## Objective
How many lines in the entries below contain the string "stalk"? Case matters. Reply with the number only.
++++ Data provided ++++
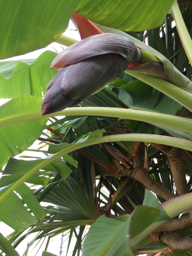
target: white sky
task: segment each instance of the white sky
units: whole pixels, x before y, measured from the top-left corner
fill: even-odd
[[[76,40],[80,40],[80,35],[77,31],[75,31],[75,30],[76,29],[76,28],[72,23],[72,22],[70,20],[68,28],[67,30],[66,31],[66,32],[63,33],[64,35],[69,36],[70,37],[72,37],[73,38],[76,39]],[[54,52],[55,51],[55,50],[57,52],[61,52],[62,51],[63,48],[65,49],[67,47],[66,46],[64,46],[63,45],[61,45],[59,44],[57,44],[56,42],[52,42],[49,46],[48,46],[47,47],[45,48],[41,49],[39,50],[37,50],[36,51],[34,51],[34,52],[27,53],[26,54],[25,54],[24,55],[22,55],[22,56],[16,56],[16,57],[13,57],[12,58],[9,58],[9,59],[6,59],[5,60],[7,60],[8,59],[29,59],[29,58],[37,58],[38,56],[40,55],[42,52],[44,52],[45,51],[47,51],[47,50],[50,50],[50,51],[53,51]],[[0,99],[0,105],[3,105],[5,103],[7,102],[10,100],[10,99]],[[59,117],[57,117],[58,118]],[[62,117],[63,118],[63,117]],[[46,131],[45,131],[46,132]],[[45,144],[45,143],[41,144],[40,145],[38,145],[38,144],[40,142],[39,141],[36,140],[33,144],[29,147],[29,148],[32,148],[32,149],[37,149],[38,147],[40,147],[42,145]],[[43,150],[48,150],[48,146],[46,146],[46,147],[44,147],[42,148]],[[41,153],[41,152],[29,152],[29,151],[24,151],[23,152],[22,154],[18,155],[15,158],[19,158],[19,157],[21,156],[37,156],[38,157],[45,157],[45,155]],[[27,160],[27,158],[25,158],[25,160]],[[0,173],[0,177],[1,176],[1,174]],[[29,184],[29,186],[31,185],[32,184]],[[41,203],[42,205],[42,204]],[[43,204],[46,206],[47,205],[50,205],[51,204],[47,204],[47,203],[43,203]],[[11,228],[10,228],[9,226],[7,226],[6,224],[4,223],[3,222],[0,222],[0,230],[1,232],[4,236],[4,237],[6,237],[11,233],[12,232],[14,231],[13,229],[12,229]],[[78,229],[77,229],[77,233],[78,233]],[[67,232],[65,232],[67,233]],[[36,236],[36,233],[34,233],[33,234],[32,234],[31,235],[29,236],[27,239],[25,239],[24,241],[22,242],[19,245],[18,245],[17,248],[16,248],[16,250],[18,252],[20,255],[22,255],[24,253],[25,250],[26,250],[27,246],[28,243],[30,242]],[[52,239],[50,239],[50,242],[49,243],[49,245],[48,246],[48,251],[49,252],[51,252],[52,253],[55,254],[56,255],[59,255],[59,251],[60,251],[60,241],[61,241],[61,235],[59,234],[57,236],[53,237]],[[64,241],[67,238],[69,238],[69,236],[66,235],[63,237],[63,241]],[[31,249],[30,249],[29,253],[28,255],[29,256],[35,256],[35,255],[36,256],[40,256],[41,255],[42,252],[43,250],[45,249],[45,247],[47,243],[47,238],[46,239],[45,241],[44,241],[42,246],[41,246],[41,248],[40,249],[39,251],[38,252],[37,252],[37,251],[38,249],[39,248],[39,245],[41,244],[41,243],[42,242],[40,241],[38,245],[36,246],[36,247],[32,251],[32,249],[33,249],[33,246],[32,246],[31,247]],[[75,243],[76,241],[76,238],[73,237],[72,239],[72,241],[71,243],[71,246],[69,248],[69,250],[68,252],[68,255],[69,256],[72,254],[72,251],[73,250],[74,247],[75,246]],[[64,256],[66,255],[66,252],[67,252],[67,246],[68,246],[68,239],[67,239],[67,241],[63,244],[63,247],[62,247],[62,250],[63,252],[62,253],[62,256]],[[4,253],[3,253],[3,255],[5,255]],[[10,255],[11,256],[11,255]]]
++++
++++ Data provided ++++
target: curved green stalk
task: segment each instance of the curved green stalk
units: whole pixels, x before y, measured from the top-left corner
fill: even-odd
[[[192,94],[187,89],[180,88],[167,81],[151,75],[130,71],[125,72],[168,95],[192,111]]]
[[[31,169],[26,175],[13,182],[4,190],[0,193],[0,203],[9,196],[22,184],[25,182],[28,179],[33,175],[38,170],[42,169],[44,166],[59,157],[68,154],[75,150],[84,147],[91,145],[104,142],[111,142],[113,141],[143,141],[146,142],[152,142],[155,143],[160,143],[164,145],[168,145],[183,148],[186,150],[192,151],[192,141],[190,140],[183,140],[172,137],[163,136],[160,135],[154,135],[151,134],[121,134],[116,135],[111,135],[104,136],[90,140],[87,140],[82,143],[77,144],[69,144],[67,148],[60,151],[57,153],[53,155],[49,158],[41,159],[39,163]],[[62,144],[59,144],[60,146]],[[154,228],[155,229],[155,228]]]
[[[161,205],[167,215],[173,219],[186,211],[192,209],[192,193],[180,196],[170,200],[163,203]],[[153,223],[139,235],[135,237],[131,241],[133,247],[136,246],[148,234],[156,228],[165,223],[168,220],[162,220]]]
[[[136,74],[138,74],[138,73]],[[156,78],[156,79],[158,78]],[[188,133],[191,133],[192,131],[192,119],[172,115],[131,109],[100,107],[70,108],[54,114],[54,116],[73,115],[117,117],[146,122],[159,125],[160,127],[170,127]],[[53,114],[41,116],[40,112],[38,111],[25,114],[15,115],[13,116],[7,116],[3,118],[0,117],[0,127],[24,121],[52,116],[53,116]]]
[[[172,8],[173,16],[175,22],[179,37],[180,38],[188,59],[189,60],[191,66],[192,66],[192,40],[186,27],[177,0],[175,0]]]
++++
++++ Data provided ++++
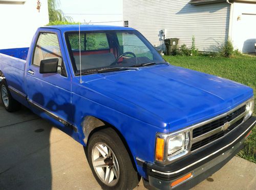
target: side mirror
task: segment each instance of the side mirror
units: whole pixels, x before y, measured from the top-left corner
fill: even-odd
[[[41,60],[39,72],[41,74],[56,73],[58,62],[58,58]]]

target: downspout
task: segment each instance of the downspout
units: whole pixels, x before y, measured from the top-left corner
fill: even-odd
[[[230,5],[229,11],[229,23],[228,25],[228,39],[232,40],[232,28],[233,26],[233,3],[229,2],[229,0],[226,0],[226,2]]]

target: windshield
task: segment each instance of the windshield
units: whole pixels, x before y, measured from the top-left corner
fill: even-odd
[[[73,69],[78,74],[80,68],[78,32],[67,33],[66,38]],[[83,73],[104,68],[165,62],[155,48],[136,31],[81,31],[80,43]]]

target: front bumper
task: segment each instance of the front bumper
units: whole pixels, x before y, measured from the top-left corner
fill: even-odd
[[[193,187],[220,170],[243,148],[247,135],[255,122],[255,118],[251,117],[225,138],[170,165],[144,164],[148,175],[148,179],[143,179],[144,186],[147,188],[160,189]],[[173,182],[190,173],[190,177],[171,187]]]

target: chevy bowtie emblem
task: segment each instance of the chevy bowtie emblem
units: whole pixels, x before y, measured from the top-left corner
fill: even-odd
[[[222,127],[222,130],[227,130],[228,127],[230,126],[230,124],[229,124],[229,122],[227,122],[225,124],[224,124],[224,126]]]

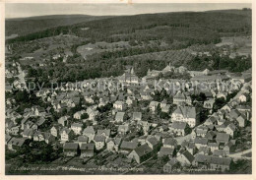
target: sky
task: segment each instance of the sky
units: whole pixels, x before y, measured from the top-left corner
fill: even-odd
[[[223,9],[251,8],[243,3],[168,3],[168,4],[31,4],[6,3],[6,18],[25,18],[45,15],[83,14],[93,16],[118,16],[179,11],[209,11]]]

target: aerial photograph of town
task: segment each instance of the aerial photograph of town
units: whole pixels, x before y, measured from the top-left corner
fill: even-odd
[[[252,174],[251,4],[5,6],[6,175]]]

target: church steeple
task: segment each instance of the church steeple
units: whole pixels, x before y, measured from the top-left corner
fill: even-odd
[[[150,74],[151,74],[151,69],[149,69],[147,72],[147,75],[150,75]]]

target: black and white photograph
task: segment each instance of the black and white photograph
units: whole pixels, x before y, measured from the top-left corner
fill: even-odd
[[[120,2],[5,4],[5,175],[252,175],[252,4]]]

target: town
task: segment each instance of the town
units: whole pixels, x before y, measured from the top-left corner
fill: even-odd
++++
## The result
2